The song was included in The Rock and Roll Hall of Fame's 500 Songs that Shaped Rock and Roll and is an on-disc track in Rock Band 2.
The song was supposedly written about a fantasy world where J Mascis is president. In the liner notes accompanying the deluxe edition of Daydream Nation, Byron Coley quoted Thurston Moore on "Teen Age Riot": "It was actually about appointing J Mascis as our de facto alternative dream president".
The album version of the song has two distinct parts. The intro section features a repeating, hypnotic guitar melody, and Kim Gordon reciting stream-of-consciousness prose, such as "You're it, no you're it / Say it, don't spray it / Miss me, don't dismiss me / Spirit desire / We will fall." ("We Will Fall" is a reference to the Stooges' song of the same name from their debut eponymous album). After 80 seconds, all instruments stop, and Moore breaks through the fading instruments with a fast, distorted, noisy guitar riff, opening the main section of the song. The riff leads to the dynamic guitar melody that plays throughout the rest of the song with the vocal melody, sung by Moore. The riff that opens the section is repeated once again afterwards in the song, with all of the instruments accompanying it in an interlude that leads to the song's last few lines.
As with many Sonic Youth songs, the guitars were unconventionally tuned; in this case, Moore's pentatonic tuning was (reading from left to right, the lowest-pitched string to the highest-pitched string) GABDEG and Lee Ranaldo's tuning was GGDDGG, as published in a Guitar World interview with the band.

Instruction A →
Turn the listing below into a numbered list, leaving out any blank lines. Cover everything from the line containing "of the overcast" down to the final line of the listing.

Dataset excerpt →
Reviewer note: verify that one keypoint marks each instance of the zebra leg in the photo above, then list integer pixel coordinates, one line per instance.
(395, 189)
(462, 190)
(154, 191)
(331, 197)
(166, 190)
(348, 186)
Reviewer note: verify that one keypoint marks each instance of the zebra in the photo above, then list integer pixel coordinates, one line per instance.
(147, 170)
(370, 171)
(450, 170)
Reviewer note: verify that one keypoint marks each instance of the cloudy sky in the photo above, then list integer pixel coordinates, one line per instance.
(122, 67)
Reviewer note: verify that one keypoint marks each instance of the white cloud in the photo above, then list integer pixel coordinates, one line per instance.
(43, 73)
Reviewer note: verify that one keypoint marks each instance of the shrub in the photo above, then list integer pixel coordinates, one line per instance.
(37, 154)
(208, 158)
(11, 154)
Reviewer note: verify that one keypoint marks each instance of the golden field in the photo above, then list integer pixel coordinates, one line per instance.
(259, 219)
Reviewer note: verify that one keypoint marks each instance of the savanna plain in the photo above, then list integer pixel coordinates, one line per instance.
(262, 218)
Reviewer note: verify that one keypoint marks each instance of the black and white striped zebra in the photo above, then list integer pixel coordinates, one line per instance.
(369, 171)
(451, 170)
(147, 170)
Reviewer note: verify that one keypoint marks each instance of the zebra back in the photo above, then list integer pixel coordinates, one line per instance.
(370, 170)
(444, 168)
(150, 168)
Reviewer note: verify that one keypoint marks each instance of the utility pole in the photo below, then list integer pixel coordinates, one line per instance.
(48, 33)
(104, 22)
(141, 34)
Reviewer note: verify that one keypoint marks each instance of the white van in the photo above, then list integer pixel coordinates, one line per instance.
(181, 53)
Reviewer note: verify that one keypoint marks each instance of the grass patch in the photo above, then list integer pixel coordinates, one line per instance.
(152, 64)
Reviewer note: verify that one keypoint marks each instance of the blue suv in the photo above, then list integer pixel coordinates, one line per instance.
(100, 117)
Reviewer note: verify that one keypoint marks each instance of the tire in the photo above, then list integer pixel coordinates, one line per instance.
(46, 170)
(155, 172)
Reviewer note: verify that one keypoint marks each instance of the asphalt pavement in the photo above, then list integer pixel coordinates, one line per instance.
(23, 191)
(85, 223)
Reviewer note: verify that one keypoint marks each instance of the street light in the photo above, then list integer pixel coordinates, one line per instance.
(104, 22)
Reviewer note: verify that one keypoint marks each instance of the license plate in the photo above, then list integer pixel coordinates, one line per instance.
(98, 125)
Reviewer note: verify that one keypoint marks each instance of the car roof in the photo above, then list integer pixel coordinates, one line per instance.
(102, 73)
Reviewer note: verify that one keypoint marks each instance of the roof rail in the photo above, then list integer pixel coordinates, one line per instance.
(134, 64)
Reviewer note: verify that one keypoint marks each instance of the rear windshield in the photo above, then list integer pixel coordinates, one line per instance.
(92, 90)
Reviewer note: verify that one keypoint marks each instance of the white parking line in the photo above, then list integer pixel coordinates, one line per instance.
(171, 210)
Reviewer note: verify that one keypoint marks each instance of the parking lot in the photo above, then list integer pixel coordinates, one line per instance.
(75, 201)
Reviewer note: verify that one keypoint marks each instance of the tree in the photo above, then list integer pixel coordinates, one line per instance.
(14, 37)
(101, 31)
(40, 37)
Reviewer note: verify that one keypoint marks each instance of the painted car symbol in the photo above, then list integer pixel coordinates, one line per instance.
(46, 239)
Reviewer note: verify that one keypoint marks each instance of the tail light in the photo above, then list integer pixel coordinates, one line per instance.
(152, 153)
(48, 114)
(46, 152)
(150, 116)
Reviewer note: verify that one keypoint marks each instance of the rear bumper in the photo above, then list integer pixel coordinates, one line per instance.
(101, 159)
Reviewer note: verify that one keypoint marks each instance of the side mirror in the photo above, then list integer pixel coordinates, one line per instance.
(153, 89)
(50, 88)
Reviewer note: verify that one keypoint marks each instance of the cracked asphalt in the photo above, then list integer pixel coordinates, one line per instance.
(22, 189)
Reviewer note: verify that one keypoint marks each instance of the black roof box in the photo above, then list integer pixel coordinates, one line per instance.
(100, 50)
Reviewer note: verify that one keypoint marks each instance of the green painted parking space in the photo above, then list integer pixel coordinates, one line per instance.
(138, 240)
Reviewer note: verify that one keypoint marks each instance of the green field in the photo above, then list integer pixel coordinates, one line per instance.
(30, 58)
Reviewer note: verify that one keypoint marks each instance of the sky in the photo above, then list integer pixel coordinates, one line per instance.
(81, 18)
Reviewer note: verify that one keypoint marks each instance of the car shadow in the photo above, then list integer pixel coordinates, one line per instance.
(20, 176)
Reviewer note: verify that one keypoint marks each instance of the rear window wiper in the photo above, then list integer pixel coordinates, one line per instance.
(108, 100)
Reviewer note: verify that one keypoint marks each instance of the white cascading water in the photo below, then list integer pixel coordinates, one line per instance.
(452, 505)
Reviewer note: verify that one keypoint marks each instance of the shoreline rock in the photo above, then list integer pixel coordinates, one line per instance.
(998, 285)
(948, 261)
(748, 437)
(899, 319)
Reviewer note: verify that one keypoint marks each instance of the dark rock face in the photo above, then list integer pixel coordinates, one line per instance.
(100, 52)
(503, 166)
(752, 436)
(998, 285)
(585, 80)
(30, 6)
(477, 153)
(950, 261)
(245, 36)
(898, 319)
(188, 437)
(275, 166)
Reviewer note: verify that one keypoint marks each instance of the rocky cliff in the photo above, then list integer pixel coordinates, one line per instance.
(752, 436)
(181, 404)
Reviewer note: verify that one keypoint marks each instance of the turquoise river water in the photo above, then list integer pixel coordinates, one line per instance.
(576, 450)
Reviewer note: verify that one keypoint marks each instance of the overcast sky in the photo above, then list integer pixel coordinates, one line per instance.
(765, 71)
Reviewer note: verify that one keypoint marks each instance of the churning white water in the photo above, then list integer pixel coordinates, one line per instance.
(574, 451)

Instruction B →
In the passage on "Teen Age Riot" above, reproduce everything from "As with many" down to "with the band.", substituting "unusually" for "unconventionally".

Task result A →
1. Reviewer note: verify that one keypoint marks each instance of the overcast sky in the photo above, then list integer pixel coordinates, one line per instance.
2. (765, 71)
3. Reviewer note: verify that one keypoint marks each instance of the churning white water in the photo above, then list integer pixel coordinates, one line per instance.
4. (574, 451)

Task result B →
As with many Sonic Youth songs, the guitars were unusually tuned; in this case, Moore's pentatonic tuning was (reading from left to right, the lowest-pitched string to the highest-pitched string) GABDEG and Lee Ranaldo's tuning was GGDDGG, as published in a Guitar World interview with the band.